%%
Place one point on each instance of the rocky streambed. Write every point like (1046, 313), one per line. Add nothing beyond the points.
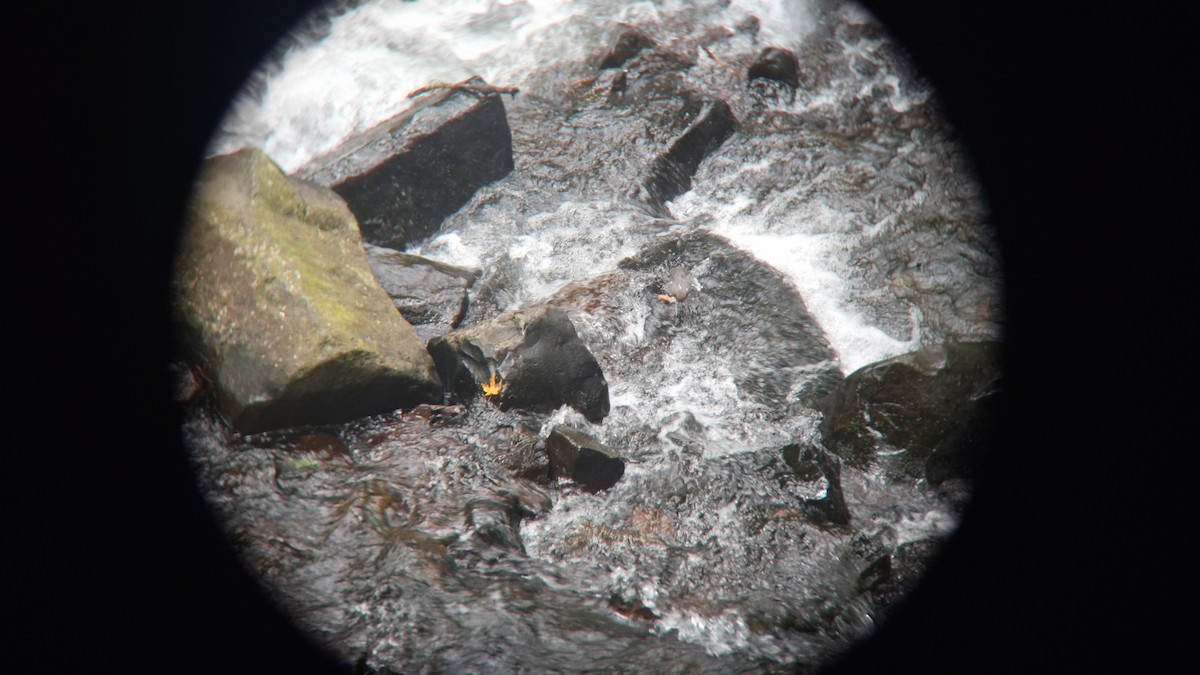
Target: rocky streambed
(501, 384)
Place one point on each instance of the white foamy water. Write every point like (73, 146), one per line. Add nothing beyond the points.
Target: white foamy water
(361, 72)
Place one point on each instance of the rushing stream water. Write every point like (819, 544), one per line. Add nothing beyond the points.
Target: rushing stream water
(845, 211)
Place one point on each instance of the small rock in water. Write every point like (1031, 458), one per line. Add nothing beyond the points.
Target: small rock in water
(581, 458)
(678, 284)
(540, 359)
(777, 64)
(625, 47)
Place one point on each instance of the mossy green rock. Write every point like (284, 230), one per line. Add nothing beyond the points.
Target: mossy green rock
(276, 300)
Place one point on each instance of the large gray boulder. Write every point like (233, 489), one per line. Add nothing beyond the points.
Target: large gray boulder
(924, 414)
(405, 175)
(538, 356)
(279, 305)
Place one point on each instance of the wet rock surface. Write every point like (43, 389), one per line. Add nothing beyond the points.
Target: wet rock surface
(277, 303)
(444, 538)
(534, 353)
(670, 173)
(924, 414)
(581, 458)
(431, 296)
(405, 175)
(778, 65)
(625, 46)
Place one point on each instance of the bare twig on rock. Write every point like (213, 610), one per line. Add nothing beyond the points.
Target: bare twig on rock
(468, 87)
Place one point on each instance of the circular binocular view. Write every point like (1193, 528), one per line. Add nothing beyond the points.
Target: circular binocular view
(555, 336)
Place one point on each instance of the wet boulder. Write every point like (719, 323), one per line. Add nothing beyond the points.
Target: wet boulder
(627, 45)
(535, 356)
(276, 302)
(814, 465)
(585, 460)
(405, 175)
(743, 311)
(431, 296)
(708, 124)
(778, 65)
(925, 413)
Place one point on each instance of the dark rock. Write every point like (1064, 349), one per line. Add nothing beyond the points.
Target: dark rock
(893, 577)
(405, 175)
(913, 404)
(276, 302)
(522, 453)
(670, 173)
(495, 523)
(775, 64)
(960, 453)
(631, 609)
(537, 354)
(438, 416)
(625, 47)
(431, 296)
(811, 464)
(585, 460)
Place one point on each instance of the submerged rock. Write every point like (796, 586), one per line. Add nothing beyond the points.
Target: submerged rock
(813, 464)
(276, 300)
(430, 294)
(534, 353)
(405, 175)
(625, 47)
(929, 408)
(585, 460)
(744, 311)
(670, 173)
(775, 64)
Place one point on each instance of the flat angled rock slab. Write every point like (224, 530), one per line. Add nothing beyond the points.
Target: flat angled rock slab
(430, 294)
(583, 459)
(925, 414)
(670, 174)
(405, 175)
(276, 300)
(534, 352)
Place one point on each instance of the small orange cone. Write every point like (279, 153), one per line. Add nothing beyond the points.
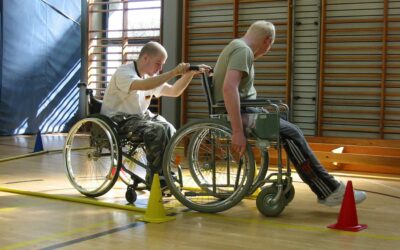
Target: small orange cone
(38, 143)
(348, 220)
(155, 211)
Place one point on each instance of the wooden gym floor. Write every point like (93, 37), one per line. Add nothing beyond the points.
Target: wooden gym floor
(29, 222)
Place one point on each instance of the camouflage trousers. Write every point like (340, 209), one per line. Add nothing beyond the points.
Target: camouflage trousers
(155, 132)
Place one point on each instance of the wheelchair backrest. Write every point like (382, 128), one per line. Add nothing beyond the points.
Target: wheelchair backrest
(213, 107)
(207, 85)
(94, 103)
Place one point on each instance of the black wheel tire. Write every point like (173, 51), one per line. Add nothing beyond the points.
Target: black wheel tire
(265, 205)
(130, 195)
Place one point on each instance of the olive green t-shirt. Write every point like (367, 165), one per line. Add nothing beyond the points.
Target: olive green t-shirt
(236, 55)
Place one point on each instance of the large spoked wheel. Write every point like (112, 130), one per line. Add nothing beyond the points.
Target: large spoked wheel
(196, 149)
(266, 204)
(140, 170)
(209, 178)
(92, 156)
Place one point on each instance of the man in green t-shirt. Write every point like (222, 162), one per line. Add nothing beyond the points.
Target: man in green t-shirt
(234, 81)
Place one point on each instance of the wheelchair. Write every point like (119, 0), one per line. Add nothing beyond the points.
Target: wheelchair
(209, 179)
(96, 154)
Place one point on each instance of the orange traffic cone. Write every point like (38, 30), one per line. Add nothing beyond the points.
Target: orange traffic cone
(38, 143)
(348, 220)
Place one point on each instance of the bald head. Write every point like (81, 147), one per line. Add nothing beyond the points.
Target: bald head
(260, 30)
(153, 49)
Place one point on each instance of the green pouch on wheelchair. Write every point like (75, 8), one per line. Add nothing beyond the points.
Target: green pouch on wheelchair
(267, 126)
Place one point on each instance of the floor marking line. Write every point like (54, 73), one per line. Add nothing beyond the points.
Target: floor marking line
(93, 236)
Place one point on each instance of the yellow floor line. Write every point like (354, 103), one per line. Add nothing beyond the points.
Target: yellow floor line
(74, 199)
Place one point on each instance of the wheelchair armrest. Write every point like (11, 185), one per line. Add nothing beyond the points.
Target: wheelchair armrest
(247, 103)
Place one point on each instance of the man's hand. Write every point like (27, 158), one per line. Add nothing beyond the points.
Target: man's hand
(238, 144)
(181, 69)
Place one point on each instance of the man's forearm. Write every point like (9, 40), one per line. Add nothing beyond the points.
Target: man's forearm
(181, 84)
(151, 82)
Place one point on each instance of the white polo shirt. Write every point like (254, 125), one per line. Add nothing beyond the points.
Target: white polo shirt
(119, 98)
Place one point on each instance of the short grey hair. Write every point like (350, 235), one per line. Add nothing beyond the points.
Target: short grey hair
(262, 29)
(152, 49)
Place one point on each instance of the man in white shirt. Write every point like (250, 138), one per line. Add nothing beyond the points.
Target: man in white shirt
(128, 96)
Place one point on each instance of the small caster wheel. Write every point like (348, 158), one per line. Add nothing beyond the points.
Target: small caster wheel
(130, 194)
(290, 195)
(265, 203)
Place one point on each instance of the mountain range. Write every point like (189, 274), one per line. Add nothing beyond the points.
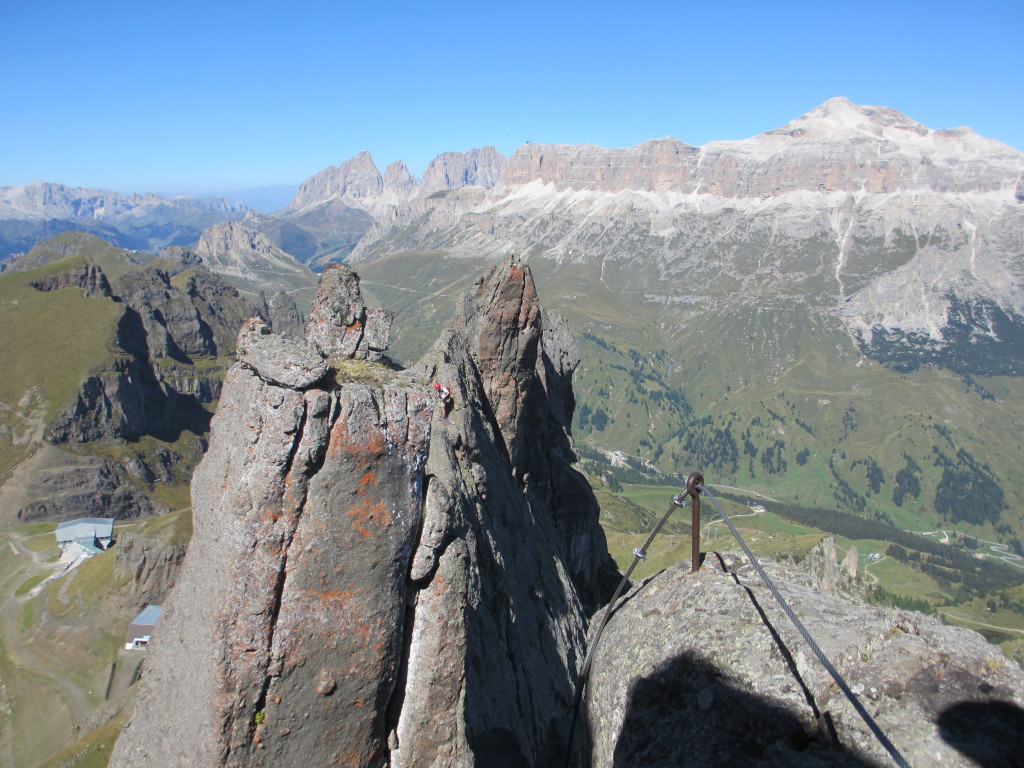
%%
Reproduce word for word the lines from the one containing "Place one point on each instance of the small caster" through the end of the records. Leave the pictures out of your answer.

**Written reply**
Place one point on each instance of the small caster wheel. Write every point like (348, 158), one per line. Add nothing beyond the points.
Target: small caster wheel
(130, 194)
(290, 195)
(265, 203)
Place one point on each instance of the mountain range. Write every point like (189, 274), one per line. Add nothing beyond the points.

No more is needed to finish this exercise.